PROBLEMS TO WORK ON>
1 – Translate this sentence from the excerpt on Russian army documents into Spanish: "In March, Russian documents noted that there were increasing cases of Ukrainian sabotage groups disguising their work behind Russian lines by wearing Russian uniforms."
2 – Print the portion of the excerpt on Russian army documents starting at "Hidden in the" and ending at "in the abdomen.".

TEXT EXCERPT>
★ ★ ★
In March, Russian documents noted that there were increasing cases of Ukrainian sabotage groups disguising their work behind Russian lines by wearing Russian uniforms. “To prevent the enemy from penetrating our combat formations, commanders must use identification markers of the N6 variant, made of 8 cm wide material and attached with invisible tape,” an order from this month said.

Hidden in the dry, meandering official language are signs of serious problems with morale at the front. “Analysis of the current situation regarding suicides shows that the issue of soldiers’ deaths caused by suicide remains tense,” says one entry, describing an incident that reportedly occurred on January 20 this year, when a conscript entered a guard post’s summer washing place and shot himself in the abdomen.

“The investigation into the incident revealed that the cause of the suicide and death was a nervous and psychological breakdown caused by a prolonged state of depression due to his service in the Russian army,” the handwritten report on the incident said.

To prevent further such incidents, unit commanders are instructed to identify soldiers who are “psychologically unprepared to perform their duties or who are prone to deviant behavior and to organize their reassignment and transfer to military medical facilities.”

Further instructions on maintaining morale are contained in an undated typed document, which states that soldiers should receive five to ten minutes of political instruction daily and one hour once a week, “with the aim of maintaining and improving the political, moral and psychological condition of the personnel.”
★ ★ ★
PROVIDED DATA>
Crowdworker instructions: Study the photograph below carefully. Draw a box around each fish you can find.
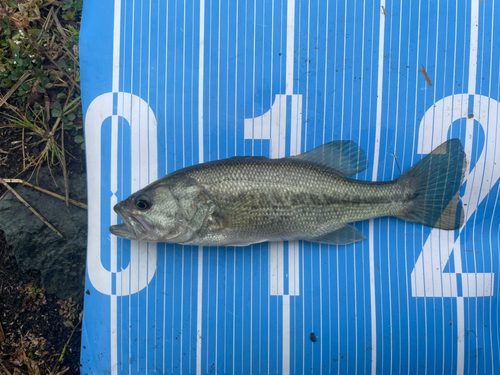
[109,139,467,246]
★ ★ ★
RESULTS IN ORDER>
1 – En marzo, documentos rusos señalaron que había cada vez más casos de grupos de sabotaje ucranianos que disimulaban su labor tras las líneas rusas vistiendo uniformes rusos.

2 –
Hidden in the dry, meandering official language are signs of serious problems with morale at the front. “Analysis of the current situation regarding suicides shows that the issue of soldiers’ deaths caused by suicide remains tense,” says one entry, describing an incident that reportedly occurred on January 20 this year, when a conscript entered a guard post’s summer washing place and shot himself in the abdomen.